COUR D’APPEL DE MONTPELLIER

4e chambre civile

ARRET DU 05 JANVIER 2023

Numéro d’inscription au répertoire général :

N° RG 19/05479 – N° Portalis DBVK-V-B7D-OJBE

Décision déférée à la Cour :

Jugement du 24 JUIN 2019

TRIBUNAL DE GRANDE INSTANCE DE BEZIERS

N° RG 16/02399

APPELANTE :

Madame [U] [L]

née le 12 Février 1960 à [Localité 6]

de nationalité Française

[Adresse 7]

[Adresse 7]

[Localité 2]

Représentée par Me Marie-Alice PASCAL substituant Frédéric SIMON de la SCP SIMON FREDERIC, avocat au barreau de BEZIERS, avocat postulant et plaidant

INTIMEES :

SA Pacifica

pris en la persone de son représentant légal en exercice domicilié es-qualité audit siège

[Adresse 5]

[Localité 4]

Représentée par Me Andréa DA SILVA substituant Me Sophie MIRALVES-BOUDET de la SELARL CHATEL BRUN MIRALVES CLAMENS, avocat au barreau de MONTPELLIER , avocat postulant et plaidant

Mutualite Sociale Agricole du Languedoc

ayant son siège social [Adresse 1], représentée par son directeur en exercice domicilié en cette qualité au siège social.

ENTRÉES EXTRAITES -
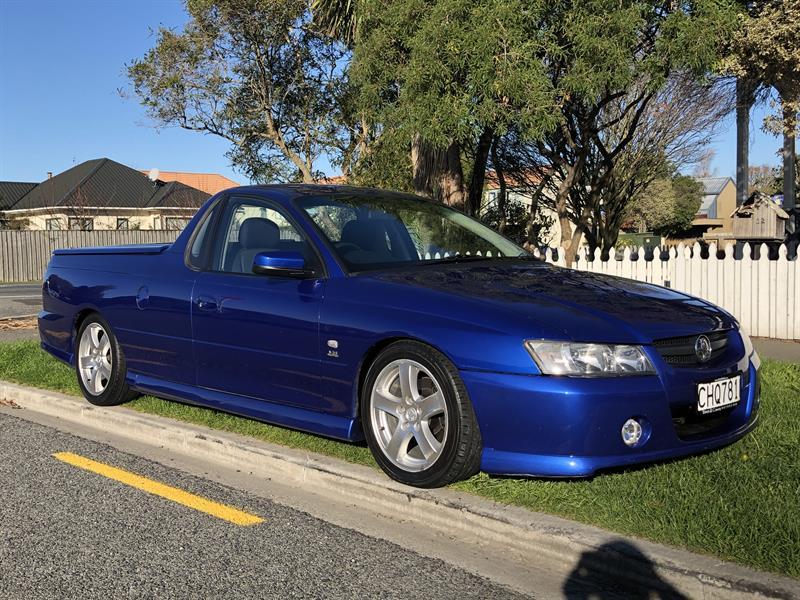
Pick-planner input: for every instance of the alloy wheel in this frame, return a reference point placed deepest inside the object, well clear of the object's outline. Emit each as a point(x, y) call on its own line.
point(409, 415)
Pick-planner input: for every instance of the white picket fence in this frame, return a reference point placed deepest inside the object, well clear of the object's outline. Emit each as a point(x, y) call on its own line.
point(763, 294)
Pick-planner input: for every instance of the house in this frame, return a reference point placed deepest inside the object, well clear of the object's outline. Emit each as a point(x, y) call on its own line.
point(99, 194)
point(522, 192)
point(12, 191)
point(210, 183)
point(714, 218)
point(760, 218)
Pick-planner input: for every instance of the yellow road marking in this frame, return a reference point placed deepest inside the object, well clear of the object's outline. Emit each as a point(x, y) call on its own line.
point(210, 507)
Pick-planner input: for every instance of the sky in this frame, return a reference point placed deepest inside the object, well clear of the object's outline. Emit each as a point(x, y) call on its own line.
point(62, 69)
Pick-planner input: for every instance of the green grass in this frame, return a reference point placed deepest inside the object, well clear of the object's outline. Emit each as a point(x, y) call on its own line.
point(741, 503)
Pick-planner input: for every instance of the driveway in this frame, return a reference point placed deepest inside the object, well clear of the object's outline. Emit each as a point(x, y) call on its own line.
point(17, 300)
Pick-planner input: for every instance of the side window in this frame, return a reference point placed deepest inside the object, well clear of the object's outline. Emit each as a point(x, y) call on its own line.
point(251, 226)
point(198, 251)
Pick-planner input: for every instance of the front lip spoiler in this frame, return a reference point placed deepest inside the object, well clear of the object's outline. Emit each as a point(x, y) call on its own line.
point(514, 464)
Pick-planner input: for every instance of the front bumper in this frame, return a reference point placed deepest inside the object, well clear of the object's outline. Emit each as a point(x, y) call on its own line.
point(570, 427)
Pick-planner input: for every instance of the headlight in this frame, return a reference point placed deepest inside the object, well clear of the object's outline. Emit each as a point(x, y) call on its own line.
point(588, 360)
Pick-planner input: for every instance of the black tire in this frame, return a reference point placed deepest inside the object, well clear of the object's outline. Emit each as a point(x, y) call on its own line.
point(116, 390)
point(461, 452)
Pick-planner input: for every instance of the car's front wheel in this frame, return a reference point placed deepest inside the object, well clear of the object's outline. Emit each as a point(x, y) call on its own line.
point(100, 364)
point(417, 417)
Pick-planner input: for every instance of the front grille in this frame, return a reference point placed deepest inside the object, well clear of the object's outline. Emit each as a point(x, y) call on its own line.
point(679, 351)
point(689, 424)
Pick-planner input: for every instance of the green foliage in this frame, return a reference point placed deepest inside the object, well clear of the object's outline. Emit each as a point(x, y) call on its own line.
point(517, 223)
point(255, 73)
point(667, 206)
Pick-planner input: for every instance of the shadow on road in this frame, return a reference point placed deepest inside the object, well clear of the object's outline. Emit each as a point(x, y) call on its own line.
point(617, 570)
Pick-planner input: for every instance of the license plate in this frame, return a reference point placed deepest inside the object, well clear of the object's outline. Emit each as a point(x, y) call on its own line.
point(716, 395)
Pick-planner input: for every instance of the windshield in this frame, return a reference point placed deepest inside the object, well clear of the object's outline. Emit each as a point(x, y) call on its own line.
point(373, 232)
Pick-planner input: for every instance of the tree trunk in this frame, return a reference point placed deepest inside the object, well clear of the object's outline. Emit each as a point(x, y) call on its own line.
point(451, 179)
point(437, 174)
point(475, 192)
point(502, 199)
point(744, 100)
point(422, 166)
point(789, 155)
point(574, 241)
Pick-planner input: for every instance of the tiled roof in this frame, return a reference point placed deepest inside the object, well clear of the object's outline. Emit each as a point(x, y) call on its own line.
point(12, 191)
point(211, 183)
point(104, 183)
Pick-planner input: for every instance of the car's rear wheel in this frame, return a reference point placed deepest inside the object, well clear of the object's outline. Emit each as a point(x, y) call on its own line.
point(417, 417)
point(100, 364)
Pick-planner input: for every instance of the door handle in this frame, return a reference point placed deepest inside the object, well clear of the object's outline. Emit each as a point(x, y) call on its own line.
point(206, 303)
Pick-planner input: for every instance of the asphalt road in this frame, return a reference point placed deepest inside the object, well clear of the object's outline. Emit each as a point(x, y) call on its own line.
point(20, 299)
point(67, 532)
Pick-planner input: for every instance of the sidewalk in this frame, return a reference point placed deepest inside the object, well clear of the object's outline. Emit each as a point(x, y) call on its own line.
point(538, 552)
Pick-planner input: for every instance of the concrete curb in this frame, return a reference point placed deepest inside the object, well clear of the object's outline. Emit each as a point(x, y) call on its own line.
point(556, 541)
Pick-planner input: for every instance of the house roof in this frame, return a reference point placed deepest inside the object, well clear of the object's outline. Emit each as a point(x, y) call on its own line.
point(757, 201)
point(104, 183)
point(713, 185)
point(12, 191)
point(525, 180)
point(211, 183)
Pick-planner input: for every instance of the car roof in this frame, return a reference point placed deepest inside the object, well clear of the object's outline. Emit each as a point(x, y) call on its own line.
point(289, 191)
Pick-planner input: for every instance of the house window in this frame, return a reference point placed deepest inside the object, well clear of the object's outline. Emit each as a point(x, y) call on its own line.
point(81, 224)
point(175, 223)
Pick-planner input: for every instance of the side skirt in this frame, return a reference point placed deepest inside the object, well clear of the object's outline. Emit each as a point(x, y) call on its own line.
point(341, 428)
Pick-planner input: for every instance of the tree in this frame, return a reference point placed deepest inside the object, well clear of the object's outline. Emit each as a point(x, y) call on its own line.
point(767, 48)
point(445, 78)
point(762, 178)
point(592, 168)
point(667, 206)
point(258, 74)
point(515, 221)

SELON CES INFORMATIONS -
1) Dans l'arrêt de la cour d'appel de Montpellier, quel tribunal a rendu le jugement déféré à la Cour ?
2) Reprenez l'arrêt de la cour d'appel de Montpellier à la suite de sa dernière phrase.

RÉPONSES ATTENDUES -
1) Le tribunal de grande instance de Béziers.

2)
[Adresse 1]

[Localité 3]

COMPOSITION DE LA COUR :

En application des dispositions des articles 805 et 907 du code de procédure civile, l’affaire a été débattue le 07 NOVEMBRE 2022,en audience publique, les avocats ne s’y étant pas opposés, devant Madame Marianne FEBVRE, Conseillère, chargée du rapport.

Ce magistrat a rendu compte des plaidoiries dans le délibéré de la cour, composée de :

M. Philippe SOUBEYRAN, Président de chambre

Mme Cécile YOUL-PAILHES, Conseillère

Madame Marianne FEBVRE, Conseillère

Greffier lors des débats : Henriane MILOT

ARRET :

– contradictoire ;

– prononcé par mise à disposition de l’arrêt au greffe de la cour, les parties en ayant été préalablement avisées dans les conditions prévues au deuxième alinéa de l’article 450 du code de procédure civile ;

– signé par M. Philippe SOUBEYRAN, Président de chambre, et par Mme Henriane MILOT, Greffier.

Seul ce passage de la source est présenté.